═════ SELECTED PASSAGE

An attempt to set up in India ended in failure when Baldwin was assaulted and robbed en route, and he and his wife returned to Britain, pausing in Vienna where Jane was celebrated in society: a bust of her was made for Joseph II, Holy Roman Emperor by Cerroschi and Count Wenzel Anton Kaunitz-Rietberg commissioned a full-length portrait. In London, she was painted by Joshua Reynolds, William Pyne and Richard Cosway. Baldwin became popular in society and became an acquaintance of William Blake, who mentions him in one of his poems. It was his friendship with Cosway that led to his introduction into the field of magnetic therapy, the theory that megnetic force had healing powers.
While living in England, Baldwin wrote memoranda for the India Board of merchants, emphasising the importance of influence in Egypt to trade with India and the Middle East and the risk to British interests if France was allowed to dominate Egyptian trade. His advice was not taken up and no resources were deployed to the region until 1786, when a license was issued that allowed French merchants to make use of the Red Sea. In response, Baldwin was sent to negotiate similar licenses for British merchants and observe French activities. While there he deepened his interest in magnetic therapy, holding sessions with an Italian poet to investigate the effects of magnetism on the unconscious. When the French Revolutionary Wars broke out between Britain and France in 1793, Baldwin was able to forward the message to the British government in India, which could then take action against French territories there. In 1796 he investigated unsuccessful French efforts to persuade the Egyptian rulers to allow French armies safe passage through their territory on their way to India.
Despite his efforts, the British government terminated his post in 1793, although the message did not reach him until 1796. Frustrated, Baldwin left Cairo and thus was not present during the Mediterranean campaign of 1798, when a British force under Sir Horatio Nelson was unable to gain audience with the Egyptian government to warn of the impending attack, as they had no ambassador. When the French invaded Egypt, Baldwin left the country and travelled Europe before taking up residence in Florence. After the Battle of Marengo he moved to Naples and from there assisted with the planning of the British counter-invasion of Egypt and travelled with the army as a logistical officer, witnessing the successful campaign and securing local sources of supplies from his contacts in the country.
In May 1801 Baldwin returned to London and settled there, continuing his studies in magnetic theory, which by this time had been dismissed as pseudoscience. As a result, Baldwin was ridiculed and although he published a number of works on the subject in 1801 and 1802, he did not write again until 1811, when his research was privately printed. He died in 1826 in Earl's Court and his art collection was sold at Christie's in 1828.

══════════
═════ DATA TO EXAMINE

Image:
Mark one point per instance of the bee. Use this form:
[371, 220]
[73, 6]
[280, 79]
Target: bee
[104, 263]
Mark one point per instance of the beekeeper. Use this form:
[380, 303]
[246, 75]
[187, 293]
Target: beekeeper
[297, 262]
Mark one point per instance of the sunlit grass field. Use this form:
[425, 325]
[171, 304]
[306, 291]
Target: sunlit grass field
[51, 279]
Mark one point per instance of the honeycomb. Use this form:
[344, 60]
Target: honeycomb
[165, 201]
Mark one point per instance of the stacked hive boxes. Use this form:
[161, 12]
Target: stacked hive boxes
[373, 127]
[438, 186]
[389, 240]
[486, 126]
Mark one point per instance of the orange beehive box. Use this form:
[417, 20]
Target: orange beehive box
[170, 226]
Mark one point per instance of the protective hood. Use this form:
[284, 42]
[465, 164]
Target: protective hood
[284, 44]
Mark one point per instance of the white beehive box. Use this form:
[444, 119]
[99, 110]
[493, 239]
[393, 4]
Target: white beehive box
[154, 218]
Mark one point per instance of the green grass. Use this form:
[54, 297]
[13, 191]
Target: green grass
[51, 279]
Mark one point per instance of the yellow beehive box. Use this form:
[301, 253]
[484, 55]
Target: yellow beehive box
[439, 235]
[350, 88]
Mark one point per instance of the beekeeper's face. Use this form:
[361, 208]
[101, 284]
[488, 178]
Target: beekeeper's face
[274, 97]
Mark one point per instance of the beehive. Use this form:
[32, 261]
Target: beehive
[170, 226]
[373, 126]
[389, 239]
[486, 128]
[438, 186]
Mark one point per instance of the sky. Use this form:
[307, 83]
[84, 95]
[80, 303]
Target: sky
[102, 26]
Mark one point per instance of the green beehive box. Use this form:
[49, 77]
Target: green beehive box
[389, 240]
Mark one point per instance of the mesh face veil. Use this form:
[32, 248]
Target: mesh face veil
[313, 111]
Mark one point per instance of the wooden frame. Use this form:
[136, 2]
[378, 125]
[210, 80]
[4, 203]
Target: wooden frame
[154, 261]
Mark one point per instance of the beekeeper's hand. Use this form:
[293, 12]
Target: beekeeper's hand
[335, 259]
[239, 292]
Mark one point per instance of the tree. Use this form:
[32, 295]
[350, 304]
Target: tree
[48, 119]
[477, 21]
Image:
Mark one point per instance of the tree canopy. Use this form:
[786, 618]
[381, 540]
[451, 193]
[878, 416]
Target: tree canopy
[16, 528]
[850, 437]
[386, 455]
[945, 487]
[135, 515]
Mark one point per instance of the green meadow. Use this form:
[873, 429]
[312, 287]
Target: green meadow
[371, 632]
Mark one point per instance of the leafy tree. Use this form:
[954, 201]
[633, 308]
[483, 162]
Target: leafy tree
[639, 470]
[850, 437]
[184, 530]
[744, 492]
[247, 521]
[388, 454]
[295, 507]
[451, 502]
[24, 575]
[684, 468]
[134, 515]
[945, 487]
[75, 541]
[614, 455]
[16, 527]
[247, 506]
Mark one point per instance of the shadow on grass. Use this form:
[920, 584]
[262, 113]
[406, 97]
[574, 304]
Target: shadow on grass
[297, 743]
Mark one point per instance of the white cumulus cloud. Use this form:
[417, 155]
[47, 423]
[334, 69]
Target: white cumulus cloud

══════════

- _QUESTIONS TO ANSWER_
1) Translate this sentence from the passage on Baldwin into French: "In London, she was painted by Joshua Reynolds, William Pyne and Richard Cosway."
2) Using the passage on Baldwin, answer these questions:
(a) In what year did the British government terminate Baldwin's post?
(b) In which city did Baldwin take up residence after travelling Europe?
(c) Where did Baldwin die?
3) Based on the passage on Baldwin, explain why he was ridiculed after settling in London in May 1801.

- _EXERCISE RESPONSES_
1) À Londres, elle fut peinte par Joshua Reynolds, William Pyne et Richard Cosway.

2)
(a) 1793
(b) Florence
(c) Earl's Court

3) Baldwin continued his studies in magnetic theory, which by then had been dismissed as pseudoscience. As a result, he was ridiculed.